GIVEN PROBLEM
From the Argo and Nextflow Helm chart text below, print everything from "M1 — Control" down to "groups → namespaces).", word for word.
## start TEXT EXCERPT
Skip to content

Helm chart for Argo + Github Actions + Nextflow runner #85

@bwalsh

Description

@bwalsh

Goals

  • K8s-native orchestration via Argo Workflows running Nextflow (k8s executor).
  • Multi-tenant isolation by namespace, RBAC, quotas, and network policies.
  • Triggers from internal Git servers and/or GitHub Actions → Argo Events.
  • Results and cache on Amazon S3 (or S3-compatible on-prem), surfaced in Argo UI and CI artifacts.

High-Level Architecture (Multi-Tenant)

flowchart TB
  subgraph Git[Tenant Git Servers & GitHub Actions]
    GH[GitHub Actions per-tenant workflows]
    GS[Internal Git servers GHES/GitLab/Gitea]
  end

  GH -->|Webhook / API| AE[Argo Events Gateway per-tenant or shared]
  GS -->|Webhook / Polling| AE

  subgraph ARGO[Cluster: Argo Control Plane namespace: argo]
    AE --> SENS[Argo Sensors]
    SENS -->|submit| WFCTRL[Argo Workflows Controller]
    UI[Argo Server SSO + RBAC]
  end

  subgraph TENANT_A[Namespace: wf-teamA]
    WFT_A[WorkflowTemplate: nextflow-runner]
    SA_A[(ServiceAccount: nextflow-launcher)]
    CFG_A[ConfigMap: nextflow.config k8s profile]
    SEC_A[(Secret: S3 creds / WI)]
    NF_A[Nextflow Executor Pods]
  end

  subgraph TENANT_B[Namespace: wf-teamB]
    WFT_B[WorkflowTemplate: nextflow-runner]
    SA_B[(ServiceAccount: nextflow-launcher)]
    CFG_B[ConfigMap: nextflow.config]
    SEC_B[(Secret: S3 creds / WI)]
    NF_B[Nextflow Executor Pods]
  end

  WFCTRL -->|launch| WFT_A
  WFCTRL -->|launch| WFT_B
  WFT_A --> NF_A
  WFT_B --> NF_B

  subgraph S3[Amazon S3 Multi-tenant buckets/prefixes]
    CACHE[Nextflow workDir cache]
    ART[Reports & results: report.html, timeline.html, trace.txt]
  end

  NF_A -->|read/write| S3
  NF_B -->|read/write| S3
  UI -->|view| WFCTRL
Loading

Key multi-tenant controls

  • One namespace per team: wf-<team>, each with own SA/RBAC/Quotas/NetworkPolicies.
  • Argo Server SSO + RBAC: users only see their namespace.
  • S3 buckets or strict prefixes per tenant + lifecycle rules.
  • GitHub Actions can trigger Argo (webhook → Argo Events) or call Argo API directly with a short-lived token.

Milestones

M1 — Control Plane & Guardrails

  • Install Argo Workflows + Argo Events into argo.
  • Configure Argo Server SSO (OIDC) and Argo RBAC (map IdP groups → namespaces).
  • Baseline Pod Security and default deny NetworkPolicy cluster-wide.
## end TEXT EXCERPT
## start STORED ROWS
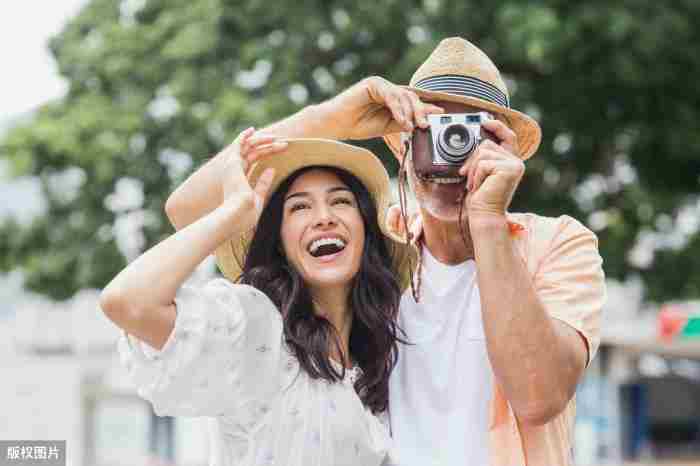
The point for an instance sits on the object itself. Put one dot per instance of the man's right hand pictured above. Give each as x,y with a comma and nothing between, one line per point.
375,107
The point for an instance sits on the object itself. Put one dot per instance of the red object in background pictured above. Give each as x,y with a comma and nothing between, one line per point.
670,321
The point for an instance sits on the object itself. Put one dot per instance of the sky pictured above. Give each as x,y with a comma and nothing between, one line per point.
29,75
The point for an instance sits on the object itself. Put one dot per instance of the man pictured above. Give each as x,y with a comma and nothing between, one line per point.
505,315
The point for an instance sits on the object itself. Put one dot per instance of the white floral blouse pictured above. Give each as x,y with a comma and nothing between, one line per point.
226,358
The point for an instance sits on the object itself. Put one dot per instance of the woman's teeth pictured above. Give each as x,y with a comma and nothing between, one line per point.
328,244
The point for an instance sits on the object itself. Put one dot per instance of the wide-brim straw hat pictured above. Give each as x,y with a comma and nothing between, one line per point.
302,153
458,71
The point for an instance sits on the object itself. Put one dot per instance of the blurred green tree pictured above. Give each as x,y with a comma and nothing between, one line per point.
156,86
## end STORED ROWS
REPLY
M1 — Control Plane & Guardrails

  • Install Argo Workflows + Argo Events into argo.
  • Configure Argo Server SSO (OIDC) and Argo RBAC (map IdP groups → namespaces).